Severe performance regression
Closed this issue · 3 comments
For some very rough benchmarking purposes I've just tried cmark and md2html from MD4C project to process the benchinput.md
as produced by cmark's make bench
.
On my windows machine, cmark (current head) seems to take horrendous 40+ secs, while MD4C is below 1 sec still with a safe margin. cmark used to be about 2 times slower than MD4C so the current factor of 60 is quite significant.
/src/cmark @master $ time -p /prj/md4c/build32-release/md2html/md2html.exe ./bench/benchinput.md >/dev/null
real 0.73
user 0.00
sys 0.01
/src/cmark @master $ time -p cmark ./bench/benchinput.md >/dev/null
real 44.02
user 0.01
sys 0.00
/src/cmark @master $
P.S. Don't mind the zeroes for sys/user. Likely because it's the MSYS2 environment on Windows.
P.P.S. I haven't used cmark for year or two so the regression may be there for quite some time already.
Sorry for the noise, it's caused by something in the MSYS2 environment. When run outside of it, such a slowdown doesn't occur.
(Reopening due the following findings. But feel free to close if you see it as irrelevant.)
I was interested in what's behind the heavy slowdown under MSYS2. Turns out there's exactly one single culprit, namely calling printf()
on this line:
Line 72 in 76cbc2d
What's even crazier, it seems that under hood the printf()
(from C:\WINDOWS\SysWOW64\msvcrt.dll
which is default target runtime lib for mingw64 toolchain) internally calls putc()
for every single character. Depending on details how the other side of the pipe (shell) reads from the stdout, it may also explain the difference between bash in MSYS2 and CMD.COM.
Replacing the printf()
with fwrite()
makes the 40+ secs down to ~1.4 sec.
Interesting. This seems a perfectly good reason to use fwrite
here.

**MATERIAL:**
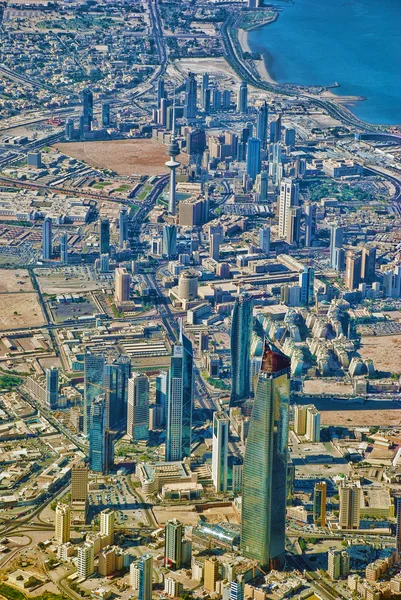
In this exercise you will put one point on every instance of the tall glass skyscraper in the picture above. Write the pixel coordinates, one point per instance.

**GIVEN REQUEST:**
In the performance regression thread, what did replacing printf() with fwrite() bring the run time down to? Please answer in one sentence.

**SOLUTION:**
It brought the run time down from over 40 seconds to about 1.4 seconds.